**Material provided**
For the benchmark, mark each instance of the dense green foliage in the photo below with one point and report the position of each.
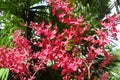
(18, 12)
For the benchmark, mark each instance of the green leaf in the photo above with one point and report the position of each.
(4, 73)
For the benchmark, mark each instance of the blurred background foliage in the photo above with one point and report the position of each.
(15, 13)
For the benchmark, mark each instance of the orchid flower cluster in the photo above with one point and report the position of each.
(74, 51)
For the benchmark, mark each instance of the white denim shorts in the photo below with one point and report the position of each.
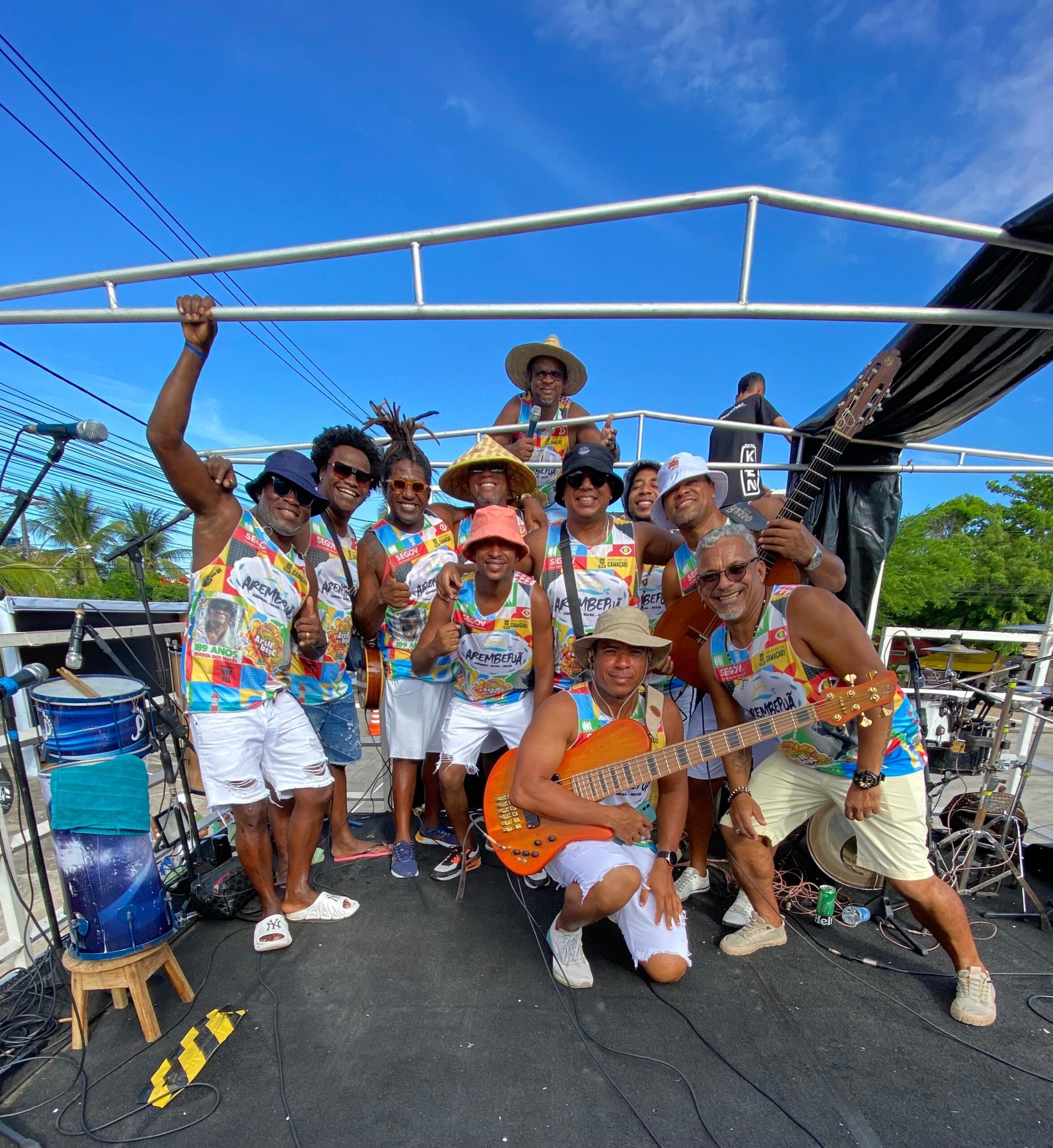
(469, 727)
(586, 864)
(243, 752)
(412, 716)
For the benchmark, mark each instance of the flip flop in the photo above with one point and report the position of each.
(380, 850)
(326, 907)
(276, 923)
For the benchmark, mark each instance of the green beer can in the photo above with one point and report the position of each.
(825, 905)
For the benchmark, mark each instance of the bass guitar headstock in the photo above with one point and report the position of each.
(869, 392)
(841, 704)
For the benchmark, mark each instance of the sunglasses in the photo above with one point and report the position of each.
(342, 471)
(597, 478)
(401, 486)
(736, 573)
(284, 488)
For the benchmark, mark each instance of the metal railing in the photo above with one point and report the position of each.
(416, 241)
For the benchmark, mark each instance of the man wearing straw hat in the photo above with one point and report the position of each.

**Your goal**
Take the lines from the one containing "For the benchmark, mark each instance of the sunglasses" through the end of the entries, and write them out again with "metal railing" swapped for "iron railing" and nothing else changed.

**Worked solution**
For the benchmark, mark each instance of the sunglasses in the photo above with one point and report the position of each.
(342, 471)
(597, 478)
(401, 486)
(736, 573)
(284, 488)
For the benchmark, mark each instance of the iron railing in the photo above with one point and report the position of each.
(416, 241)
For the benchmark, mark each instance of the man wearing straw hat in the photo above with one point and report the position of each.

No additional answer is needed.